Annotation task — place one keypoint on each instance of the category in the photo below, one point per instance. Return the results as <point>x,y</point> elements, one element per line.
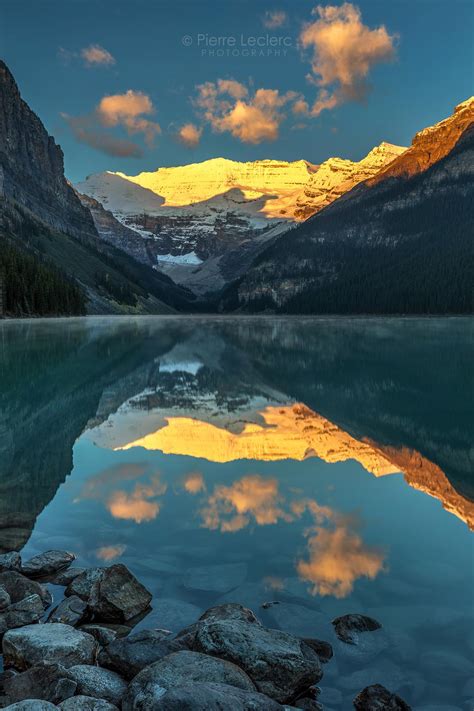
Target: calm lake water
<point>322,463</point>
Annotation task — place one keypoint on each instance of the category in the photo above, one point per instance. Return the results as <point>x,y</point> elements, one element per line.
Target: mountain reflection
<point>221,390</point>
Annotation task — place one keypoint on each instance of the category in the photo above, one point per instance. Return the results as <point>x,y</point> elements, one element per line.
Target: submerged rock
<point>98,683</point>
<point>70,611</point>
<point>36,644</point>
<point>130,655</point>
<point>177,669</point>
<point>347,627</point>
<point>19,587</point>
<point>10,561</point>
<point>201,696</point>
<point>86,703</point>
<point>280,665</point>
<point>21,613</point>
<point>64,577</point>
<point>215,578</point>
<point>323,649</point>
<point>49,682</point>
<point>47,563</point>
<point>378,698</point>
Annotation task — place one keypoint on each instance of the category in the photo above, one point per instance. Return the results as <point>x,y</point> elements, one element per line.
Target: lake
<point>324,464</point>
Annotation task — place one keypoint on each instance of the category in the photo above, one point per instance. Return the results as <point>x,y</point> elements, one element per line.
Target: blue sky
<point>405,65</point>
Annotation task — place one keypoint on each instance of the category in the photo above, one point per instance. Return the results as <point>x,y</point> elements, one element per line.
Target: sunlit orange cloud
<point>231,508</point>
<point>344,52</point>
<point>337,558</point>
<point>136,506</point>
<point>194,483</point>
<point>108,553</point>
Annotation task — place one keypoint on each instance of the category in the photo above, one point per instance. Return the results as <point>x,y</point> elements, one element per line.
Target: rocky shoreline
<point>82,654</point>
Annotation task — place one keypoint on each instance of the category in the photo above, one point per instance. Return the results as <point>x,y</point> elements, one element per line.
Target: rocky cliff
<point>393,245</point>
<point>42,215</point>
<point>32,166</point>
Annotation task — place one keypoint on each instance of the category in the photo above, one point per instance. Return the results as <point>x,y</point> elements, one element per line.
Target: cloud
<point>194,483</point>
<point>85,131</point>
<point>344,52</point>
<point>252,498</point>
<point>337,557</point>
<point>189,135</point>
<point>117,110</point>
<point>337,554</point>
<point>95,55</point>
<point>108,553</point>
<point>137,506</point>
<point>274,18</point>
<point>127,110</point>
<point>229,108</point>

• Requirement: Without including any pictures, output each entry above exactly as it appears.

• Answer:
Annotation task — place one keypoint on each instance of the category in the photo below, one point per instance. Return the results as <point>x,y</point> elements, one element per line.
Target: calm lake water
<point>322,463</point>
Annotation task — place one keypoint on each instance of the category in the photo above, one point per instance. Return the results as <point>x,y</point> elements, one element per line.
Target: mountain reflection
<point>221,390</point>
Annotation task — place one keypoint on each instance of the category in the photo above, one point per instance. Return the results as <point>x,y</point> elements, one element per line.
Target: submerged rock
<point>98,683</point>
<point>70,611</point>
<point>36,644</point>
<point>130,655</point>
<point>177,669</point>
<point>347,627</point>
<point>19,587</point>
<point>10,561</point>
<point>201,696</point>
<point>86,703</point>
<point>280,665</point>
<point>21,613</point>
<point>64,577</point>
<point>215,578</point>
<point>323,649</point>
<point>49,682</point>
<point>47,563</point>
<point>378,698</point>
Annotation task — place one keypoint on each instance of the category in the photo above, one point per instance. Return the results as <point>x,y</point> elements, one element per line.
Target: lake
<point>324,464</point>
Annotation task — place one keypoint on each instance of the category in the photo above, one point per instance. Return the results as <point>x,y</point> elements, one element per line.
Target: blue sky
<point>405,65</point>
Annotation task — place one keypoint on each instance of the category in the photo above, one point per instance. Return the results as <point>x,y</point> elements, one element per line.
Target: sunlit orange cloud
<point>231,508</point>
<point>344,52</point>
<point>337,558</point>
<point>136,506</point>
<point>194,483</point>
<point>108,553</point>
Annotation task — place one keypoint on each instance of the category in the photo above, one point per instance. Return the results as <point>x,y</point> elements, one element per line.
Target: rocky shoreline
<point>82,654</point>
Annotation task — place one keypoint on each instance of the category in the photo above, one point per instance. Return the results as <point>x,y</point> elements, one element per line.
Target: rocky cliff
<point>393,245</point>
<point>42,215</point>
<point>32,166</point>
Annotation task — place one keypoint on each instance of the category in the photo above, one point per instance. Return the results as <point>x,y</point> elements, one element per line.
Target: cloud
<point>194,483</point>
<point>85,131</point>
<point>344,52</point>
<point>252,498</point>
<point>337,557</point>
<point>189,135</point>
<point>117,110</point>
<point>337,554</point>
<point>95,55</point>
<point>108,553</point>
<point>137,506</point>
<point>274,18</point>
<point>127,110</point>
<point>229,108</point>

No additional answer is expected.